▸ **PASSAGE TO READ**
# # #

Rob, this is wonderful. It's all the more wonderful, I think, because of
what your colleagues Joe Black and Allen Carroll published recently in
Spenser Studies, that invaluable journal: a poem, you recall, signed 1588
and commending the Faerie Queene in a poem that calls the author a poor
forswonke shepherd who "Pan is Hee." I had completely forgotten about the
Pan and Hercules bit at the end of the Sidney. Joe thinks the author is
Thomas Watson. Anyway, something to ponder. I got one of those amazing
messages from Jim Nohrnberg who in a reversal of the usual reminder about
charity can receive but not give (e-mails). I can't do e-stuff very well
but I will try to forward it to the list, so if you receive a mysterious
message about mounts of contemplation, that is Jim Nohnrberg. Anne P.
> Anne Prescott's suggestion seems neither wild nor crazy; in fact, it's a
> wonderful point to have in mind for reading that very difficult, very
> contentious ending to Sidney's Lady of May--a fiction almost everyone
> agrees
> has "something" to do with Elizabeth's proposed marriage to Alencon,
> whatever
> that "something" might be.
>
> At the end of the masque in lines of admitted defeat, Therion the forester
> adopts the voice of Pan and takes consolation in the fact that he's been
> defeated by Hercules:
>
> 'Poor Pan,' he said, 'although thou beaten be,
> It is no shame since Hercules was he.'
>
> Could Pan/Therion's admission of defeat--defeat at the hands of
> Hercules--in a
> marriage contest decided by Elizabeth have resonated ironically with the
> contemporary debate about the Queen's "impending" marriage to
> Francois-Hercule, duc d'Alencon? I think so. And partly what's interesting
> about the ironies at stake is that they work nicely whether Therion's
> speech
> (more likely scripted in advance of the Queen's decision for Espilus the
> shepherd than for Therion the forester, I'd argue) wound up in his mouth
> or
> his rival's. In either instance, the reference to Hercule/Hercules looks
> satirically barbed, but a reading that gives that speech by design to
> Espilus
> appears all the more attractive in light of the apparent allusion to
> Alencon.

# # #

▸ **ENTRIES SUPPLIED**
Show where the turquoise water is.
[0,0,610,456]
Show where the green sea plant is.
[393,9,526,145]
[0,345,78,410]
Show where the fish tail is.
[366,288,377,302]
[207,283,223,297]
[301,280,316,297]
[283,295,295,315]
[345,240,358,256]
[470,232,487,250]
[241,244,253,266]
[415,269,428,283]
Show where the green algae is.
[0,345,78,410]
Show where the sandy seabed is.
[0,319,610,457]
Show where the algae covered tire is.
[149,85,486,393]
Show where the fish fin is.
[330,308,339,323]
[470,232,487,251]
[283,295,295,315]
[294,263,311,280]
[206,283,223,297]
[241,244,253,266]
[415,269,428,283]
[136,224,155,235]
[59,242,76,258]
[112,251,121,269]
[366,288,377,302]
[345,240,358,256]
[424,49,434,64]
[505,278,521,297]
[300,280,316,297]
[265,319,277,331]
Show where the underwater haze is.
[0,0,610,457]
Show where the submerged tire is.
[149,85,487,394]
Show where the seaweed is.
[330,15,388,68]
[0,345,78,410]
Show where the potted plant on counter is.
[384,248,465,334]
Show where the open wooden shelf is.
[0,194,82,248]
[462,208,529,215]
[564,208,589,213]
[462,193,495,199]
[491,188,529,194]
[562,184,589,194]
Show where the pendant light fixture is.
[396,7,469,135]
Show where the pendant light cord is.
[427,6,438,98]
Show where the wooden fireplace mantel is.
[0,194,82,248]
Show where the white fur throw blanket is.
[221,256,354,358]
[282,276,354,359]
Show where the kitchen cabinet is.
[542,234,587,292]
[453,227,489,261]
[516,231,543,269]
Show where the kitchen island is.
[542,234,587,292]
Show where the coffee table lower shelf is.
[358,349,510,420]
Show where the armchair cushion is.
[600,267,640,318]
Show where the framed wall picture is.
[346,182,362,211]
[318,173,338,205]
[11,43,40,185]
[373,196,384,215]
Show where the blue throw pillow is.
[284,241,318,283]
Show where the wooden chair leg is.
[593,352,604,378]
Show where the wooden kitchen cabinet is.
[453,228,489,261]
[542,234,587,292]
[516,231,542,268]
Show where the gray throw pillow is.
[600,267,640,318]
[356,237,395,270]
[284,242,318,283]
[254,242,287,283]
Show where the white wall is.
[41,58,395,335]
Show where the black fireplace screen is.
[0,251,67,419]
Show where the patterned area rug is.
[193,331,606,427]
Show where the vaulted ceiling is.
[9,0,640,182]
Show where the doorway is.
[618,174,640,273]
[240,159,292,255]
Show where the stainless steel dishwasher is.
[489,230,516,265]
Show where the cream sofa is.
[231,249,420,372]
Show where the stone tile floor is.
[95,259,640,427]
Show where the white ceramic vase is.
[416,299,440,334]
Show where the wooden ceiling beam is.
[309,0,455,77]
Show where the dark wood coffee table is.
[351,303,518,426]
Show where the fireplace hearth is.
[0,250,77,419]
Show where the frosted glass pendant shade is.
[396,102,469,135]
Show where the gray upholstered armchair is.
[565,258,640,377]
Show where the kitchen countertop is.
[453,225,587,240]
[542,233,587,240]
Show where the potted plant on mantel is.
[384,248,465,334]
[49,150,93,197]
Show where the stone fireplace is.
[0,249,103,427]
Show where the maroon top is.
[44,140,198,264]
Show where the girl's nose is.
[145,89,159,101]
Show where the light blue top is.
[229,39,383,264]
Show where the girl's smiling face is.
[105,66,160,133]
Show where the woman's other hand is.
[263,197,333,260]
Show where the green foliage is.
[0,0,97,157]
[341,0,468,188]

# # #

▸ **TASKS**
1/ From the message about Sidney's Lady of May, extract the words from "Rob, this is" to "Nohnrberg. Anne P.".
2/ For each statement, answer yes or no according to the message about Sidney's Lady of May, and quote the words that decide it. (a) Joe Black believes Thomas Watson wrote the 1588 poem. (b) Therion is a shepherd in the masque. (c) The writer says she handles e-mail very well.

▸ **RESPONSES TO THE TASKS**
1/
Rob, this is wonderful. It's all the more wonderful, I think, because of
what your colleagues Joe Black and Allen Carroll published recently in
Spenser Studies, that invaluable journal: a poem, you recall, signed 1588
and commending the Faerie Queene in a poem that calls the author a poor
forswonke shepherd who "Pan is Hee." I had completely forgotten about the
Pan and Hercules bit at the end of the Sidney. Joe thinks the author is
Thomas Watson. Anyway, something to ponder. I got one of those amazing
messages from Jim Nohrnberg who in a reversal of the usual reminder about
charity can receive but not give (e-mails). I can't do e-stuff very well
but I will try to forward it to the list, so if you receive a mysterious
message about mounts of contemplation, that is Jim Nohnrberg. Anne P.

2/
(a) Yes: "Joe thinks the author is Thomas Watson."
(b) No: "Therion the forester"
(c) No: "I can't do e-stuff very well"